Skylights are the single most common failure point on premium roofs in Florida. The reason is the same on every brand and every material: the interface between the skylight frame and the surrounding roof field is a four-sided waterproofing detail that must accommodate thermal movement, wind-driven rain, and the manufacturer's flashing kit.

Three rules govern getting it right.

Rule 1: Use the manufacturer's flashing kit, not generic flashing

Velux, Sun-Tek, and other premium skylight manufacturers produce flashing kits specifically engineered for their products. The kits are matched to the skylight's frame geometry, the expected thermal movement, and the recommended attachment method.

Generic flashings (cobbled together from sheet copper or aluminum) sometimes work and often do not. The manufacturer's flashing kit is the warrantied detail; deviating from it voids the skylight warranty.

The cost of the manufacturer kit is $300-$1,200 depending on size. The cost of a leak at the skylight is substantially more.

Rule 2: Integrate with the surrounding field at the right elevation

The flashing kit has an upper, lower, and two side flashings. Each must be set at the correct elevation relative to the surrounding tile or metal. Common errors:

  • Side flashing below tile: the wrong installation; water runs under the flashing and into the building.
  • Side flashing above tile: the right installation; water runs onto the flashing and away.
  • Upper flashing buried under tile: water cannot get past the flashing and ponds.
  • Lower flashing on top of tile: water cascading over the lower edge has nowhere to go.

The integration is layered: upper flashing tucked under upslope tiles, side flashings cascaded over side tiles, lower flashing terminating onto downslope tiles. The skylight manufacturer's installation manual specifies this; following it is non-negotiable.

Rule 3: Specify the right skylight for the roof

Not every skylight is appropriate for every roof material:

  • Tile: requires a curb-mounted skylight, raised at least 4 inches above the tile field, with flashing kit specifically rated for tile installation.

__Given request__
Continue the guide on skylight installation for Florida roofs from the point where it stops.

__Data extract__

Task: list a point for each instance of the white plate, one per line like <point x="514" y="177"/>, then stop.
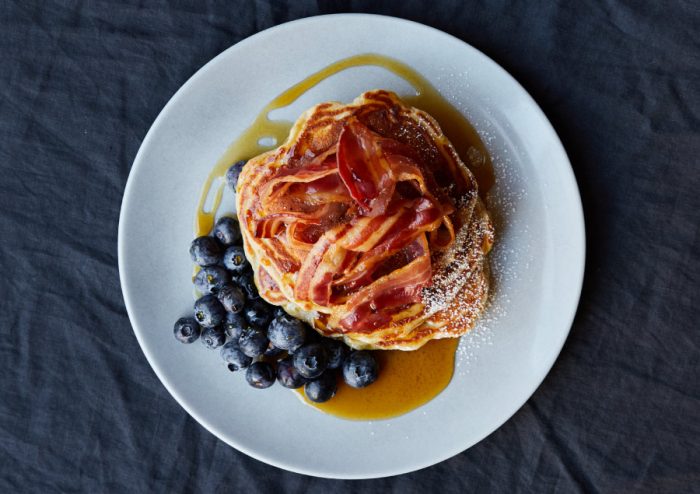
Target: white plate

__Result of the task__
  • Slate: same as tile, with the curb height matched to the slate thickness.
  • Standing-seam metal: deck-mounted skylights with the manufacturer's metal-specific flashing kit; the kit must accommodate the panel profile.
  • Asphalt: deck-mounted skylights with standard step-flashing kit.

A skylight specified for asphalt and installed on tile will leak. The mount style and the flashing kit must match the field material.

What we do differently

Two things, beyond the rules above:

Pre-flashing inspection

Before installing the skylight, we set the area around it with the field material to the rough opening. Then we set the skylight and its flashing kit. The order matters: the field is committed first; the skylight integrates with the existing field.

The reverse order — install the skylight first, then bring the field up to it — produces awkward cuts and partial-tile dimensions that compromise the detail.

Annual inspection cycle

Skylights are inspected annually as part of our maintenance program. The flashing kit, the curb-to-field interface, and the seal on the skylight itself are all checked. Any seal failure is addressed before the next storm cycle.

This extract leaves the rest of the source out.